(WORK TO BE COMPLETED):
List every line of the listing below that contains the string "jacket".

(Coordinate labeling data)

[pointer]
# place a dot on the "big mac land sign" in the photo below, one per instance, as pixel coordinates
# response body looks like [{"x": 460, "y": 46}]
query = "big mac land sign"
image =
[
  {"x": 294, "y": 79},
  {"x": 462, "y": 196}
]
---
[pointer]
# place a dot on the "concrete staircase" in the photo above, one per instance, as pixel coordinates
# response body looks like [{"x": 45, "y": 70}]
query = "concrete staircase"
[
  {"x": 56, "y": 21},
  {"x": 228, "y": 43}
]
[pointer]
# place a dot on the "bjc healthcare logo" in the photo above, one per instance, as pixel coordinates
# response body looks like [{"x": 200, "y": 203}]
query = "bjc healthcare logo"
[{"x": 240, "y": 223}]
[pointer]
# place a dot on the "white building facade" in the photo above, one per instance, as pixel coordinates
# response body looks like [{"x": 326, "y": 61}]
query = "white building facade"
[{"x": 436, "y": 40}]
==
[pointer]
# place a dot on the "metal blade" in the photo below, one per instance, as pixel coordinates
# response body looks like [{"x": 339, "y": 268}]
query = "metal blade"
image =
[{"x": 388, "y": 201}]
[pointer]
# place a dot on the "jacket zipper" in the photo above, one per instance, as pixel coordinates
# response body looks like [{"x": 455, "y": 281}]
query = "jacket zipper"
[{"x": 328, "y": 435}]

(ANSWER FOR THE TASK):
# place a dot on the "jacket zipper" in the photo above, one per instance, as pixel coordinates
query = "jacket zipper"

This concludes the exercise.